**Task goal**
Find the lines holding the string "pixels" in the data, then copy all of them.

START Data extract

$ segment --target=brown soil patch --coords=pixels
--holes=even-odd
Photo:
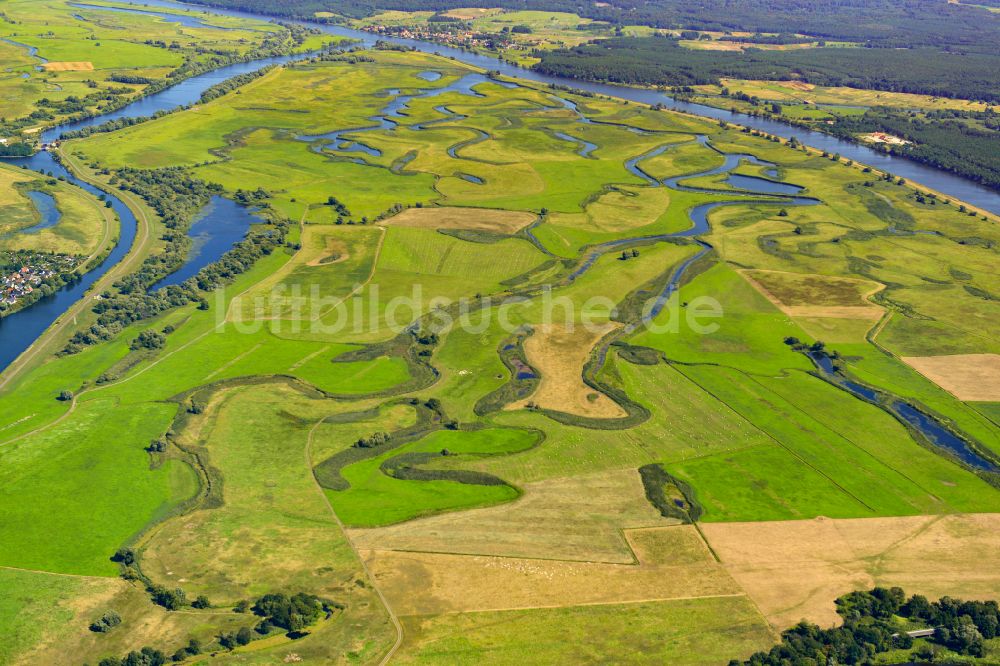
[[[772,625],[839,623],[834,599],[873,585],[937,598],[1000,596],[1000,514],[703,523]]]
[[[492,208],[408,208],[382,224],[420,229],[478,229],[513,234],[534,222],[531,213]]]
[[[814,84],[805,81],[780,81],[779,83],[793,90],[813,90],[816,88]]]
[[[790,317],[878,321],[883,310],[867,299],[885,288],[871,280],[811,273],[742,270],[740,275]]]
[[[521,409],[533,403],[545,409],[597,419],[626,416],[618,403],[587,386],[582,375],[594,345],[615,326],[577,324],[571,329],[561,324],[544,324],[535,327],[535,332],[524,343],[524,351],[528,363],[542,373],[542,379],[526,400],[508,408]]]
[[[42,65],[49,72],[90,72],[94,63],[85,62],[47,62]]]
[[[693,527],[660,528],[655,562],[607,564],[364,550],[361,556],[400,615],[553,608],[741,595]],[[685,554],[671,563],[670,553]]]
[[[903,360],[959,400],[1000,401],[1000,354],[904,356]]]
[[[630,564],[635,558],[622,528],[669,524],[646,501],[634,469],[547,479],[521,488],[524,495],[516,502],[348,530],[348,536],[362,549]]]
[[[443,16],[467,21],[471,19],[477,19],[481,16],[489,16],[491,14],[498,14],[498,13],[499,10],[495,8],[459,7],[458,9],[452,9],[451,11],[445,12]]]
[[[347,253],[347,245],[336,238],[326,239],[325,253],[306,262],[306,266],[328,266],[346,261],[351,255]]]
[[[712,41],[687,41],[685,45],[688,48],[698,49],[700,51],[742,51],[746,44],[740,42],[720,42],[716,40]],[[756,45],[754,45],[756,46]]]

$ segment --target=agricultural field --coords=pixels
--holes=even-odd
[[[108,11],[128,3],[10,0],[0,23],[0,132],[30,140],[53,121],[118,108],[149,89],[251,53],[312,50],[264,21],[176,9]]]
[[[1000,596],[993,217],[384,47],[57,154],[140,272],[210,196],[260,222],[0,375],[0,663],[724,664],[856,589]],[[95,251],[96,199],[0,179],[0,234],[40,188]]]
[[[558,11],[459,7],[433,11],[383,11],[350,19],[352,27],[376,34],[429,38],[492,53],[530,67],[535,50],[571,48],[615,35],[646,37],[665,31],[644,25],[613,25]]]

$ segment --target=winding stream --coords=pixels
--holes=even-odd
[[[26,194],[28,195],[28,198],[31,199],[31,203],[34,205],[41,220],[37,224],[30,227],[15,229],[14,231],[8,231],[5,234],[0,234],[0,240],[13,238],[14,236],[20,236],[22,234],[37,234],[42,229],[49,229],[56,226],[59,224],[59,220],[62,219],[62,215],[59,213],[59,207],[56,205],[56,200],[51,194],[48,192],[37,192],[34,190],[26,192]]]
[[[182,9],[190,10],[192,9],[189,5],[184,5],[178,2],[173,2],[172,0],[144,0],[141,7],[136,9],[123,9],[123,8],[107,8],[98,6],[86,6],[88,10],[93,11],[136,11],[144,13],[157,13],[151,12],[151,7],[169,8],[169,9]],[[254,19],[258,21],[270,21],[271,17],[254,14],[251,12],[237,11],[237,10],[227,10],[227,9],[216,9],[216,8],[206,8],[198,6],[197,10],[200,15],[215,14],[221,16],[231,16],[237,18]],[[169,17],[169,18],[168,18]],[[205,21],[198,17],[189,18],[199,21],[203,25],[208,25]],[[165,20],[176,19],[176,15],[165,14]],[[600,83],[590,83],[586,81],[578,81],[575,79],[568,79],[563,77],[555,77],[543,75],[538,72],[531,70],[522,69],[516,65],[511,65],[500,61],[498,59],[470,53],[463,51],[461,49],[456,49],[452,47],[442,46],[438,44],[421,42],[417,40],[401,39],[396,37],[376,37],[371,33],[352,30],[350,28],[344,28],[341,26],[331,26],[325,24],[311,23],[307,21],[298,21],[299,24],[308,25],[310,27],[315,27],[328,34],[348,37],[360,41],[366,46],[372,46],[376,40],[381,39],[383,41],[388,41],[395,44],[404,45],[411,47],[415,50],[419,50],[426,53],[439,53],[441,55],[454,58],[457,61],[480,67],[486,70],[499,71],[501,74],[519,77],[528,81],[535,83],[541,83],[553,86],[566,86],[574,88],[577,90],[583,90],[586,92],[607,95],[611,97],[618,97],[622,99],[627,99],[635,102],[645,103],[645,104],[669,104],[673,108],[685,111],[700,116],[704,116],[712,119],[728,120],[731,122],[737,122],[747,127],[752,127],[754,129],[766,132],[768,134],[773,134],[782,137],[796,136],[802,140],[807,145],[813,146],[815,148],[826,150],[828,152],[838,152],[842,156],[848,159],[855,160],[857,162],[862,162],[869,164],[878,169],[887,170],[894,173],[897,176],[904,177],[908,180],[912,180],[928,187],[931,187],[946,196],[953,197],[965,201],[967,203],[976,205],[985,210],[989,210],[993,213],[1000,214],[1000,195],[985,188],[977,183],[966,180],[959,176],[953,174],[948,174],[943,171],[933,169],[916,162],[912,162],[905,158],[895,157],[892,155],[886,155],[871,148],[863,145],[855,144],[848,141],[843,141],[835,137],[823,134],[821,132],[814,132],[811,130],[806,130],[804,128],[790,127],[784,125],[780,122],[770,121],[763,118],[756,118],[753,116],[748,116],[740,113],[733,113],[730,111],[724,111],[722,109],[717,109],[714,107],[704,106],[700,104],[693,104],[689,102],[680,102],[673,100],[667,95],[664,95],[655,90],[639,89],[639,88],[629,88],[625,86],[613,86],[608,84]],[[38,57],[37,55],[35,57]],[[115,120],[118,118],[135,118],[140,116],[153,115],[158,111],[168,111],[181,106],[190,105],[197,103],[201,97],[201,93],[207,88],[221,83],[226,79],[233,76],[244,74],[248,72],[253,72],[265,67],[267,65],[280,65],[287,62],[300,60],[309,57],[309,54],[300,54],[293,56],[278,56],[265,58],[249,63],[236,63],[220,69],[200,74],[198,76],[186,79],[175,86],[162,90],[158,93],[150,95],[148,97],[142,98],[129,104],[117,111],[110,112],[108,114],[98,116],[95,118],[90,118],[86,120],[81,120],[74,123],[67,123],[61,126],[56,126],[47,129],[42,132],[41,140],[43,142],[52,142],[57,139],[62,132],[68,130],[82,129],[84,127],[90,127],[102,124],[109,120]],[[470,88],[474,83],[469,84]],[[514,85],[514,84],[509,84]],[[470,90],[471,92],[471,90]],[[474,93],[473,93],[474,94]],[[400,107],[397,107],[395,111],[399,108],[405,106],[406,96],[397,96],[394,102],[399,102]],[[563,103],[566,103],[565,101]],[[392,104],[390,104],[391,106]],[[442,107],[443,108],[443,107]],[[575,105],[573,105],[575,108]],[[392,121],[393,109],[389,108],[380,116],[378,121],[379,127],[384,124],[394,126],[395,123]],[[582,115],[581,115],[582,118]],[[582,122],[586,122],[583,119]],[[374,128],[373,128],[374,129]],[[635,130],[639,133],[644,133],[642,130]],[[568,135],[567,135],[568,136]],[[316,138],[326,138],[326,137],[312,137],[309,140],[315,140]],[[331,142],[336,142],[340,137],[335,137],[331,139]],[[344,144],[341,144],[344,145]],[[365,148],[359,146],[359,144],[354,143],[353,146],[358,146],[357,150],[364,152]],[[350,149],[352,144],[347,144],[347,148]],[[668,146],[664,146],[662,150],[666,150]],[[370,149],[373,150],[373,149]],[[586,146],[581,148],[581,151],[589,150]],[[662,151],[661,151],[662,152]],[[581,152],[582,154],[582,152]],[[652,155],[647,154],[645,157],[650,157]],[[632,166],[635,167],[642,158],[635,159],[632,162]],[[728,158],[727,158],[728,159]],[[735,159],[735,163],[739,163],[740,158]],[[40,153],[30,158],[16,158],[8,160],[14,164],[25,165],[28,168],[43,172],[52,172],[56,176],[63,176],[71,183],[74,183],[85,190],[93,193],[99,194],[100,192],[93,188],[92,186],[83,183],[82,181],[75,178],[66,169],[57,164],[48,153]],[[636,172],[640,175],[641,169]],[[773,175],[775,172],[771,172],[768,175]],[[709,174],[692,174],[685,178],[695,178],[699,175],[709,175]],[[643,177],[640,175],[640,177]],[[470,178],[475,178],[474,176]],[[768,191],[766,185],[760,182],[751,183],[746,180],[747,176],[730,176],[729,183],[734,187],[746,191],[757,192],[759,194],[780,194],[781,192],[776,192],[773,189]],[[648,179],[647,179],[648,180]],[[655,179],[654,179],[655,180]],[[765,179],[757,179],[760,181],[765,181]],[[473,181],[474,182],[474,181]],[[770,181],[765,181],[770,182]],[[684,187],[680,186],[676,182],[665,182],[663,183],[667,186],[672,187]],[[750,189],[752,187],[752,189]],[[93,284],[98,278],[100,278],[107,270],[120,261],[131,248],[131,245],[135,239],[136,233],[136,220],[128,208],[122,204],[122,202],[113,194],[109,194],[109,200],[111,201],[112,207],[118,213],[121,219],[121,236],[117,245],[112,249],[111,253],[97,268],[87,273],[83,276],[79,282],[72,285],[67,285],[63,289],[59,290],[56,294],[48,299],[43,299],[35,305],[18,313],[10,315],[0,321],[0,368],[5,368],[9,363],[16,358],[22,351],[24,351],[30,344],[52,323],[56,318],[62,314],[74,301],[81,298],[86,289]],[[770,199],[773,201],[773,199]],[[801,202],[789,201],[792,205],[803,205],[806,201],[812,202],[812,200],[803,200]],[[722,205],[731,205],[733,202],[715,202],[710,204],[704,204],[692,209],[690,216],[692,219],[692,228],[677,234],[678,236],[694,236],[703,233],[707,229],[707,214],[710,210],[715,207]],[[745,202],[744,202],[745,203]],[[703,244],[703,252],[707,251],[708,246],[702,241],[697,241],[699,244]],[[691,261],[696,259],[694,257]],[[676,287],[677,280],[681,277],[680,274],[683,273],[682,270],[678,270],[678,275],[675,280],[671,280],[668,285],[668,291],[672,293],[673,289]],[[667,294],[669,296],[669,294]],[[665,301],[664,301],[665,302]],[[655,316],[655,315],[654,315]]]
[[[823,352],[809,352],[806,355],[820,374],[831,384],[847,391],[855,398],[889,412],[898,420],[921,433],[931,444],[944,449],[965,464],[984,472],[1000,472],[1000,467],[981,456],[967,441],[930,414],[881,389],[875,389],[848,379],[837,370],[833,360]]]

END Data extract

**Answer to this exercise**
$ segment --target=brown soil patch --coords=pixels
$ segment --target=agricultural field --coords=pixels
$ segment --target=winding stream --coords=pixels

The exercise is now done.